TAREFAS:
1. De acordo com o texto sobre a eleição de gestores escolares, qual porcentagem das equipes gestoras eleitas na Educação Infantil é formada por mulheres?
2. Continue o texto sobre a eleição de gestores escolares a partir do ponto em que ele termina.
====== TEXTO DE LEITURA
Infográfico: Lucas Magalhães

Nas entrevistas realizadas com os eleitores, critérios como honestidade, capacidade de diálogo e administração dos recursos financeiros e humanos foram levantados. Todos os pesquisados afirmaram que a escolha não estava relacionada ao sexo. Apesar disso, eles apontavam como diferença entre gestores homens e mulheres que os primeiros eram mais duros, racionais e inflexíveis, enquanto as mulheres eram mais afetivas, abertas ao diálogo e flexíveis. “As respostas são politicamente corretas. É unanimidade nos discursos que elas são tão capazes quanto os homens, mas o resultado das urnas contraria os discursos”, diz Olga na pesquisa.

O estudo revela que na Educação Infantil, 86% das equipes gestoras eleitas são formadas por mulheres. Não há chapas eleitas masculinas, mas em 14% das escolas, a gestão é formada por um homem na direção e uma mulher como vice. De acordo com a pesquisadora, há uma aceitação natural da gestão feminina nas escolas de crianças pequenas, mas com ressalvas. “Mesmo na Educação Infantil, em que a parcela de homens é muito baixa, quando há um homem na equipe, é ele quem gere a escola”, afirma.
============
====== DADOS BRUTOS
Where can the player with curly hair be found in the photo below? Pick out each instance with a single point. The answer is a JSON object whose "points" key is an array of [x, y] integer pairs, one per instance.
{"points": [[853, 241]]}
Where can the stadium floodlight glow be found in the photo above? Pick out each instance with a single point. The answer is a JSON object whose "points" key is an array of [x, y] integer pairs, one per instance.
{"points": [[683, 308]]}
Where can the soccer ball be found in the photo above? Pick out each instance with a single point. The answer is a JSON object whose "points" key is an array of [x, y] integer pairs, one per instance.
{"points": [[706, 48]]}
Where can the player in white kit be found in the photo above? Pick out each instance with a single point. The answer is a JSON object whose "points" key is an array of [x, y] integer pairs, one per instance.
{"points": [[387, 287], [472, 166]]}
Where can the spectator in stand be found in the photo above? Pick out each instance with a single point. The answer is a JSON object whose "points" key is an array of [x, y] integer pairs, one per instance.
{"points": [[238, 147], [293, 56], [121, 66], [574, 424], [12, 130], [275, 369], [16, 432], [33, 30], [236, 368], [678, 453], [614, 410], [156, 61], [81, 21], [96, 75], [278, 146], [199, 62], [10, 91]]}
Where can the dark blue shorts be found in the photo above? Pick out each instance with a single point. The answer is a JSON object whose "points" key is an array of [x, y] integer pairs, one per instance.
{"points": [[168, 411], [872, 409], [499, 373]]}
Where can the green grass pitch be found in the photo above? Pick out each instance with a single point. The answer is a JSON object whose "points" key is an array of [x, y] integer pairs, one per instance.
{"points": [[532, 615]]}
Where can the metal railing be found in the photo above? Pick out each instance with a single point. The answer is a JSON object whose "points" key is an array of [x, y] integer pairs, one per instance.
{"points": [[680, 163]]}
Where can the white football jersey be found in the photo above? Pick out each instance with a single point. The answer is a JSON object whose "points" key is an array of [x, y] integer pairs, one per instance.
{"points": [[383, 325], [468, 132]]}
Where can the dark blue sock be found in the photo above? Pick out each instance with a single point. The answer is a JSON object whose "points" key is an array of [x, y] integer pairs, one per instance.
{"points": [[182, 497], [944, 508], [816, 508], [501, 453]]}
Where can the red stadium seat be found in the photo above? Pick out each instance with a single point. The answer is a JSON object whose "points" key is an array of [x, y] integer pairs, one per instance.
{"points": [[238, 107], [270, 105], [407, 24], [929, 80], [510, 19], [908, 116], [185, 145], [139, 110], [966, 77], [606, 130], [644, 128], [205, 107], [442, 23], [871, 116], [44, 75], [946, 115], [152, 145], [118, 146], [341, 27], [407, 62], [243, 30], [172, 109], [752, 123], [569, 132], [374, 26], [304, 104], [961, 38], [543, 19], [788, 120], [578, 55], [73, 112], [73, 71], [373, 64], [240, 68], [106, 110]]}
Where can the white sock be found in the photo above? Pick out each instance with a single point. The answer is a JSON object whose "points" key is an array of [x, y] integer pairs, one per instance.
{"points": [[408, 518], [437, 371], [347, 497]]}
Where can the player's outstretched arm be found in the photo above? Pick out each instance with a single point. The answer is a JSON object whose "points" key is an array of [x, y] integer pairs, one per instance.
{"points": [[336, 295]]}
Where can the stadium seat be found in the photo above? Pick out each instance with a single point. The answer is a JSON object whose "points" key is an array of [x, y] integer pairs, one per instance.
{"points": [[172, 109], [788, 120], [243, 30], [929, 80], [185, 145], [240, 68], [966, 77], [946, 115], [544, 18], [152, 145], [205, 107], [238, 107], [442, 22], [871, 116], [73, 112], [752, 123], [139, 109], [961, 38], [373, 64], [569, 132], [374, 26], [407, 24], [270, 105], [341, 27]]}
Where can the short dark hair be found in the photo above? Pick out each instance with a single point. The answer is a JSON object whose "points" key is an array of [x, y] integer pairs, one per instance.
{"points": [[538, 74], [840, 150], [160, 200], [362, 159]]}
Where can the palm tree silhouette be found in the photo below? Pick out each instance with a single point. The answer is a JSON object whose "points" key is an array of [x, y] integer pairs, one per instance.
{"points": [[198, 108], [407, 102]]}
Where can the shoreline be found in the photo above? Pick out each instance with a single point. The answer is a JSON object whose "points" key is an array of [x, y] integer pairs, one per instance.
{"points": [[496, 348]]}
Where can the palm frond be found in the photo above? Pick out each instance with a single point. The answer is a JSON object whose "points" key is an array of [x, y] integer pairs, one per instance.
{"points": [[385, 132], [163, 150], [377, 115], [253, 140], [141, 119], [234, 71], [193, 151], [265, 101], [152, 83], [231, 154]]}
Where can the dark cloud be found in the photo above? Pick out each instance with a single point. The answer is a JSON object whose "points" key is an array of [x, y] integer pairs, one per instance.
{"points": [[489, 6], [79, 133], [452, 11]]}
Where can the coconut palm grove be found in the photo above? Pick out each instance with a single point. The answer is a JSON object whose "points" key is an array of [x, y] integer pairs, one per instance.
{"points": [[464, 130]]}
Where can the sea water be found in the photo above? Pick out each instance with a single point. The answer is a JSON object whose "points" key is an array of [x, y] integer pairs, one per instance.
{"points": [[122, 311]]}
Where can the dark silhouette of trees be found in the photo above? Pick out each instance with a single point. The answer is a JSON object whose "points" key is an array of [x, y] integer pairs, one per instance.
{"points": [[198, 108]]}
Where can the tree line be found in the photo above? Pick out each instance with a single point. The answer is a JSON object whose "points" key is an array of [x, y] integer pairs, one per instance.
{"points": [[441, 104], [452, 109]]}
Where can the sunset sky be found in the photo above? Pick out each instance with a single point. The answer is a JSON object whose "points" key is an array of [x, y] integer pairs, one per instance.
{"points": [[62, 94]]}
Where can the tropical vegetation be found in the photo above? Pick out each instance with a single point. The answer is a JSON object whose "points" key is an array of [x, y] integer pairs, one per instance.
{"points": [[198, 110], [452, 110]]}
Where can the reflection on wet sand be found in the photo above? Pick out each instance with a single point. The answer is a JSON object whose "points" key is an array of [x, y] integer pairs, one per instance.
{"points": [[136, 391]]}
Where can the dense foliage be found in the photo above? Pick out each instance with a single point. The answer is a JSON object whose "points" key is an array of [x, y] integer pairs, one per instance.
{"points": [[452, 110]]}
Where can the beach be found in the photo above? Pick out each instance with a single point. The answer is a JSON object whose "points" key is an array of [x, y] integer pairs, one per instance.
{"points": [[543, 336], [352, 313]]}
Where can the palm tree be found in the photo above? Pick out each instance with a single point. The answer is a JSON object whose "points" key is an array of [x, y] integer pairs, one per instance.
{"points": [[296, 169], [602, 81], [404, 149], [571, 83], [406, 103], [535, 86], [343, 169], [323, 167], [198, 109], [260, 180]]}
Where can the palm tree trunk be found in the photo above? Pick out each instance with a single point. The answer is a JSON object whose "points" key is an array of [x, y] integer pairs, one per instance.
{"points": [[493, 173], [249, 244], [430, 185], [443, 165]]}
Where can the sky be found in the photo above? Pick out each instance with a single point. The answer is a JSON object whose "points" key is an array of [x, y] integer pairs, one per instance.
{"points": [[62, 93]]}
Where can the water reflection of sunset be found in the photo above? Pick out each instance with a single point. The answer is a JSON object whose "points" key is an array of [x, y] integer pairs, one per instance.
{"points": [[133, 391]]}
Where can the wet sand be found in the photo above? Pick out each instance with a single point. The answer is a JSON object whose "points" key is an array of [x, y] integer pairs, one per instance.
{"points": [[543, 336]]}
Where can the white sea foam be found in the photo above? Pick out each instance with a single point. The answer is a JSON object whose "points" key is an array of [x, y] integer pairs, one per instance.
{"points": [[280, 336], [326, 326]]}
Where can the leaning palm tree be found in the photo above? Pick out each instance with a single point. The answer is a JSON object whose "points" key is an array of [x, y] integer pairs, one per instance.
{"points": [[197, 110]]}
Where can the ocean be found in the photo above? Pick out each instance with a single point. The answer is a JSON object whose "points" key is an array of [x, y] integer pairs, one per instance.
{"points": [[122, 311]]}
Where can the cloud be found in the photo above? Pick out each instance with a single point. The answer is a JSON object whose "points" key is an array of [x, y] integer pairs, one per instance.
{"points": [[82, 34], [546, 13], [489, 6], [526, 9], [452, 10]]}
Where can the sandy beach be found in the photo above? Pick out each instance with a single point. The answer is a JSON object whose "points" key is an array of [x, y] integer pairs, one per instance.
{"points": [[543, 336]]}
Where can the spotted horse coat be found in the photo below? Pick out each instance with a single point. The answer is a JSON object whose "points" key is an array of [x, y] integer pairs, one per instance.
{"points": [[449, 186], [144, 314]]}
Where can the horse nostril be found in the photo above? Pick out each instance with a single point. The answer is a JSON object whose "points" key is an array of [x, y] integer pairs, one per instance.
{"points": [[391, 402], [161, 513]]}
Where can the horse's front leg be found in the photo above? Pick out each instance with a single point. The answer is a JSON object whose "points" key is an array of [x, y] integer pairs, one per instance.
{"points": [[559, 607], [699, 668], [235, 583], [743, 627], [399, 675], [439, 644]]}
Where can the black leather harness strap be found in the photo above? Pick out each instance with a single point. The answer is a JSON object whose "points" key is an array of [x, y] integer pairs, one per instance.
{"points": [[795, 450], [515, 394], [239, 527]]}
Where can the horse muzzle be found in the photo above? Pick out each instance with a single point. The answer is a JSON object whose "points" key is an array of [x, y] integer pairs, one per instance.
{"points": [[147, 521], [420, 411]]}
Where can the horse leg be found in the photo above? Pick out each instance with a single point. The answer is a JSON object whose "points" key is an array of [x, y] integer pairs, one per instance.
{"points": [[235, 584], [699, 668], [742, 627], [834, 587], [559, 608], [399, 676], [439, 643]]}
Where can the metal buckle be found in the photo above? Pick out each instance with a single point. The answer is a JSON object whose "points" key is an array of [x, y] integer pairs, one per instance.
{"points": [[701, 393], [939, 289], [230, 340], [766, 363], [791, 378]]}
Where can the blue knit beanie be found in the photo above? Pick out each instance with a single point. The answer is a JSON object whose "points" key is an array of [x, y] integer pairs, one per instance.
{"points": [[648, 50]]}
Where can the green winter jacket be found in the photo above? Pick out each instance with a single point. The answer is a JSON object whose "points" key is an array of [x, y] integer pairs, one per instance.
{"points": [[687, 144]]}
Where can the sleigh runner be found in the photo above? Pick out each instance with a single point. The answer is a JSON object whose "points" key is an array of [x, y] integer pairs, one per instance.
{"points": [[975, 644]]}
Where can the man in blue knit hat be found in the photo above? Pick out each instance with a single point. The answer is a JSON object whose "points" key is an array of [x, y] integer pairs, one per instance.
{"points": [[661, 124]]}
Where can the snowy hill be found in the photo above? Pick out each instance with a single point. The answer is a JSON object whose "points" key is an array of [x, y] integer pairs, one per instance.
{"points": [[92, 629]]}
============
RESPOSTAS DOS EXERCÍCIOS:
1. 86% das equipes gestoras eleitas na Educação Infantil são formadas por mulheres.

2.
Como é possível imaginar, os números vão ficando inversamente proporcionais à medida que os alunos crescem. Nos anos iniciais do Ensino Fundamental, as chapas exclusivamente femininas passam a ser 78%; nos finais se reduzem a 57% e no Ensino Médio zeram. Nesta etapa, a maioria das chapas (45%) é formada por diretores homens e vices mulheres, enquanto o inverso (diretoras mulheres e vices homens) soma 33% e as chapas exclusivamente masculinas são 22%.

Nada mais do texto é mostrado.